**** Given text
9. (a) If any Underwriter shall default in its obligation to purchase the
Shares which it has agreed to purchase hereunder at a Time of Delivery, you may
in your discretion arrange for you or another party or other parties to purchase
such Shares on the terms contained herein. If within thirty-six hours after
such default by any Underwriter you do not arrange for the purchase of such
Shares, then the Selling Stockholders shall be entitled to a further period of
thirty-six hours within which to procure another party or other parties
satisfactory to you to purchase such Shares on such terms. In the event that,
within the respective prescribed periods, you notify the Selling Stockholders
that you have so arranged for the purchase of such Shares, or the Selling
Stockholders notify you that they have so arranged for the purchase of such
Shares, you or the Selling Stockholders shall have the right to postpone such
Time of Delivery for a period of not more than five New York Business Days, in
order to effect whatever changes may thereby be made necessary in the
Registration Statement or the Prospectus, or in any other documents or
arrangements, and the Company agrees to file promptly any amendments to the
Registration Statement or the Prospectus which in your opinion may thereby be
made necessary. The term "Underwriter" as used in this Agreement shall include
any person substituted under this Section with like effect as if such person had
originally been a party to this Agreement with respect to such Shares.
********
**** Recorded information
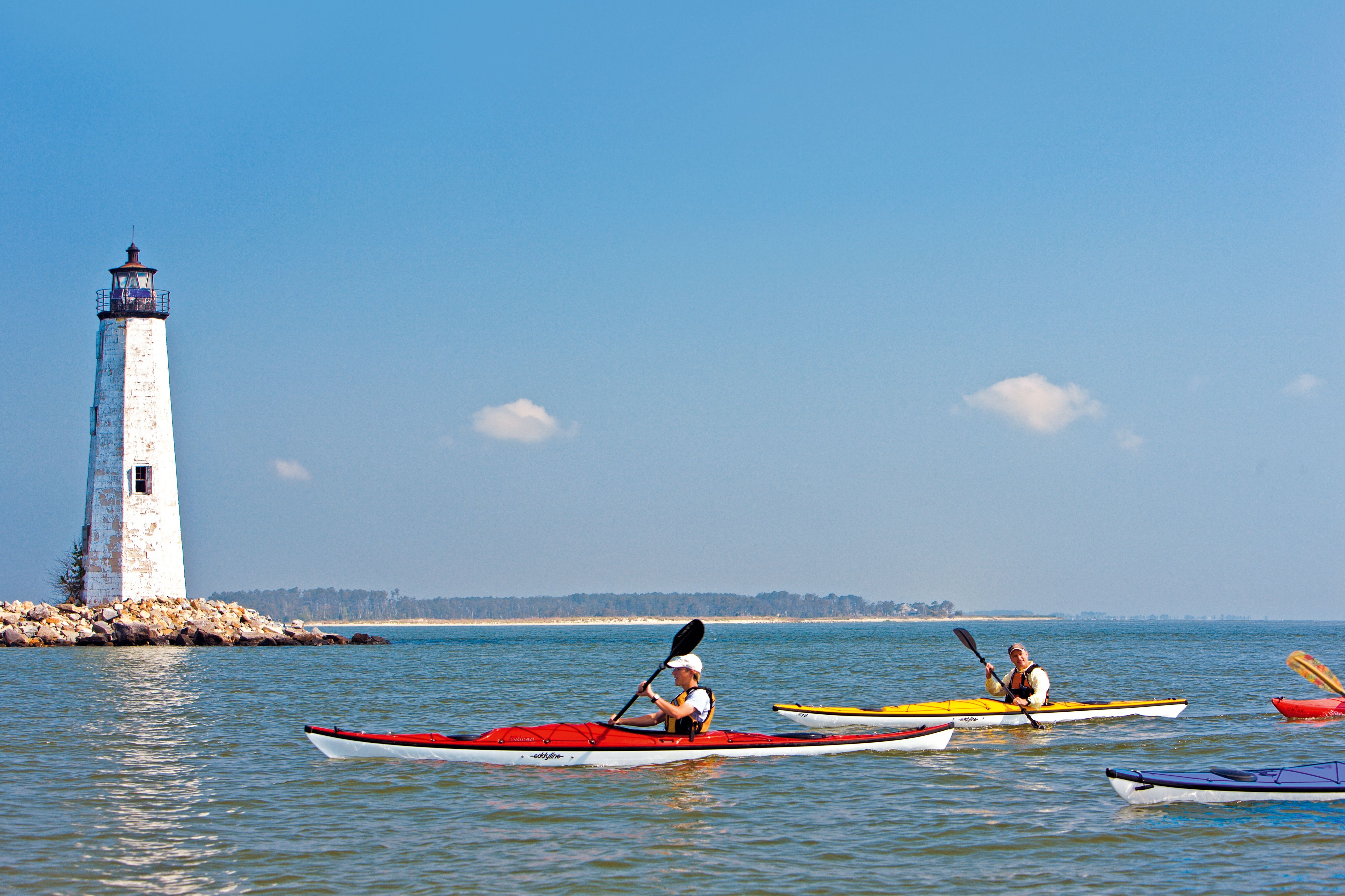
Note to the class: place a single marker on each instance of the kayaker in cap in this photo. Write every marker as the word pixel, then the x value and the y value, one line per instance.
pixel 688 713
pixel 1028 685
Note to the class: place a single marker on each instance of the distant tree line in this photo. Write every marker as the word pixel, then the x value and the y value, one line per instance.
pixel 333 603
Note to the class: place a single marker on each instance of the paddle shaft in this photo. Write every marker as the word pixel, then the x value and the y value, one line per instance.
pixel 647 681
pixel 1035 723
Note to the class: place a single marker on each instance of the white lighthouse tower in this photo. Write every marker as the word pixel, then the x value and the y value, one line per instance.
pixel 132 535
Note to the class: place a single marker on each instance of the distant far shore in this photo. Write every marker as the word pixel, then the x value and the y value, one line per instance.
pixel 661 621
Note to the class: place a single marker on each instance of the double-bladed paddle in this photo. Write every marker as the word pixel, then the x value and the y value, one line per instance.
pixel 970 644
pixel 684 642
pixel 1315 672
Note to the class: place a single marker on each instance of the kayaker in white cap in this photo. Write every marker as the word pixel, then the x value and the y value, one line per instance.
pixel 688 713
pixel 1028 685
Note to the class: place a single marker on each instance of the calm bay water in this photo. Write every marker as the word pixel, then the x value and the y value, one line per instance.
pixel 171 770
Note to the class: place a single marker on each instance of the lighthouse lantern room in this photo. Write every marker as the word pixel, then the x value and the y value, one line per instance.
pixel 132 535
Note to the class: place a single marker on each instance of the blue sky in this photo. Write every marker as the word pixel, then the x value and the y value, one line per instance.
pixel 1009 306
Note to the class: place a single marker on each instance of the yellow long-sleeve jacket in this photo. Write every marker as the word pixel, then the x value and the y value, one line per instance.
pixel 1037 680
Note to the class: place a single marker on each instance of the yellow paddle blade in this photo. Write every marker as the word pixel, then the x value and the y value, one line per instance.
pixel 1315 672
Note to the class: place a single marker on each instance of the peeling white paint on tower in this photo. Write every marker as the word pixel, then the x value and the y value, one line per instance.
pixel 132 536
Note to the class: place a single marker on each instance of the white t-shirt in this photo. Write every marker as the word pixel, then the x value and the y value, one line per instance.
pixel 700 703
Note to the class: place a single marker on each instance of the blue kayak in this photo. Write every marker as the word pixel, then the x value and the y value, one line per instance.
pixel 1320 782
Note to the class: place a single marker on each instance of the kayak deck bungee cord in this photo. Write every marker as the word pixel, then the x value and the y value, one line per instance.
pixel 980 712
pixel 1300 784
pixel 606 744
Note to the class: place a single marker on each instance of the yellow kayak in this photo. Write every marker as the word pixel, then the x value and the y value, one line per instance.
pixel 981 712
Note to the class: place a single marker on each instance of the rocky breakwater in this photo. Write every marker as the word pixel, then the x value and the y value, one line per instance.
pixel 158 622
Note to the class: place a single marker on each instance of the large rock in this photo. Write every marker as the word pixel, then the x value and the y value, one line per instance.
pixel 209 637
pixel 130 634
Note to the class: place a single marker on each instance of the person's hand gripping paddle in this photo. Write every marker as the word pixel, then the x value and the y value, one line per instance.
pixel 1315 672
pixel 970 644
pixel 684 642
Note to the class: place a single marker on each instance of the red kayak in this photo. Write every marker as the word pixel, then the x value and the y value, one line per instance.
pixel 1324 708
pixel 600 744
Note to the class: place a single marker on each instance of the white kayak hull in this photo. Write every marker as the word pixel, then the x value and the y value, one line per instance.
pixel 556 757
pixel 976 720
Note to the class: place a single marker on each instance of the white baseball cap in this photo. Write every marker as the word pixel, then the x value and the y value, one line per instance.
pixel 688 661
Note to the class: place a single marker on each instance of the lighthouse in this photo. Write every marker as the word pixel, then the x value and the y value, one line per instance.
pixel 132 533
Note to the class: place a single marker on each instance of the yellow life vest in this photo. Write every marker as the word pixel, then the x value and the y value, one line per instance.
pixel 685 726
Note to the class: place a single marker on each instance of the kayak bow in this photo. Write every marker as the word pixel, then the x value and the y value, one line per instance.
pixel 1315 784
pixel 981 712
pixel 603 744
pixel 1324 708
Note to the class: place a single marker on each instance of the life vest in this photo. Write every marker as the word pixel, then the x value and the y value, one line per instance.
pixel 687 726
pixel 1020 687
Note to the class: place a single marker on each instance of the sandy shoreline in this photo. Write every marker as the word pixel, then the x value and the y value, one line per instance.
pixel 661 621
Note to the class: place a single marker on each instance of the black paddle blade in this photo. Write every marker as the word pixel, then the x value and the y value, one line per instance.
pixel 968 641
pixel 688 638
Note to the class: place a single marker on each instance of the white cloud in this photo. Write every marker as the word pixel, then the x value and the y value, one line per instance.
pixel 291 470
pixel 1305 385
pixel 518 421
pixel 1129 440
pixel 1036 403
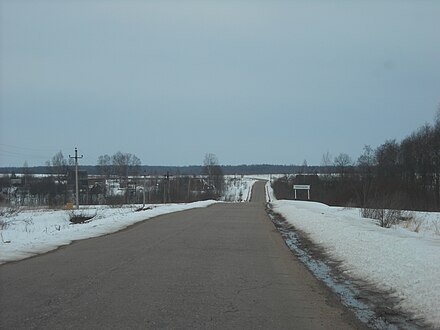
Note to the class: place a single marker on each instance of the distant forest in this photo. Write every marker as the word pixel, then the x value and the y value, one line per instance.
pixel 183 170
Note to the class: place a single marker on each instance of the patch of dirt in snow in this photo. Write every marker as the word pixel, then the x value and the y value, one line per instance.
pixel 372 306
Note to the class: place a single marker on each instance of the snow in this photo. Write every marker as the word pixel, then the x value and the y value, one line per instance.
pixel 404 259
pixel 238 188
pixel 396 260
pixel 30 232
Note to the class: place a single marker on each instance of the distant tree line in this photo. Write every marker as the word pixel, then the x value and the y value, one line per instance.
pixel 119 179
pixel 397 174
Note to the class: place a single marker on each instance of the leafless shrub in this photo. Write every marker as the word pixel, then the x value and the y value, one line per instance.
pixel 115 201
pixel 80 216
pixel 387 217
pixel 9 211
pixel 386 210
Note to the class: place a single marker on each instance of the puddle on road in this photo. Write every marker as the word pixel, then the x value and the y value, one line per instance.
pixel 348 292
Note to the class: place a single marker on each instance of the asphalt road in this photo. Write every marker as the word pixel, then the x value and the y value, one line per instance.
pixel 221 267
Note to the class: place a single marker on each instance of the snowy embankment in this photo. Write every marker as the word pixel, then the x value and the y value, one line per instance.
pixel 27 233
pixel 396 260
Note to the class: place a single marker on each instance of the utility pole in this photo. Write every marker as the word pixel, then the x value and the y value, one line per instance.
pixel 76 157
pixel 166 182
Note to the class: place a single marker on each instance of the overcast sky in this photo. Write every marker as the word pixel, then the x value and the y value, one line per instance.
pixel 253 82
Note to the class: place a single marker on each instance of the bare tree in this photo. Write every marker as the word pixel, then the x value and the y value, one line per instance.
pixel 341 162
pixel 214 172
pixel 105 165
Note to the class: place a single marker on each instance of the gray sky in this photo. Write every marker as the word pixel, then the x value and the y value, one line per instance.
pixel 275 82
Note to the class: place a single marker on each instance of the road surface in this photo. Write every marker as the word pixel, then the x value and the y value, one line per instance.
pixel 221 267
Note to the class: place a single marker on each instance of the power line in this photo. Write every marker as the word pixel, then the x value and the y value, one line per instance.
pixel 76 157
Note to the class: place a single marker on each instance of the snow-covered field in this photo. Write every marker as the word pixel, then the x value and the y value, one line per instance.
pixel 397 259
pixel 30 232
pixel 404 259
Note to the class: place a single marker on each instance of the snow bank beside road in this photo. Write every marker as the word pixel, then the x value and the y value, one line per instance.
pixel 395 259
pixel 28 233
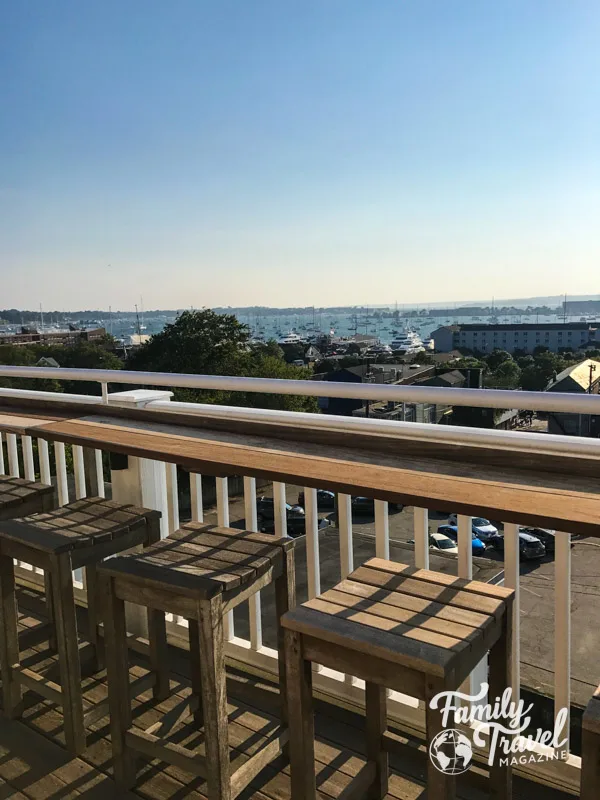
********
Requirement
Answer these questions about the underwriter default clause:
1. How long after an Underwriter's default does the party addressed as "you" have to arrange for the purchase of the Shares?
2. What is the longest the Time of Delivery can be postponed?
3. Who agrees to promptly file any necessary amendments to the Registration Statement or the Prospectus?

Answer for the task
1. Thirty-six hours.
2. Five New York Business Days.
3. The Company.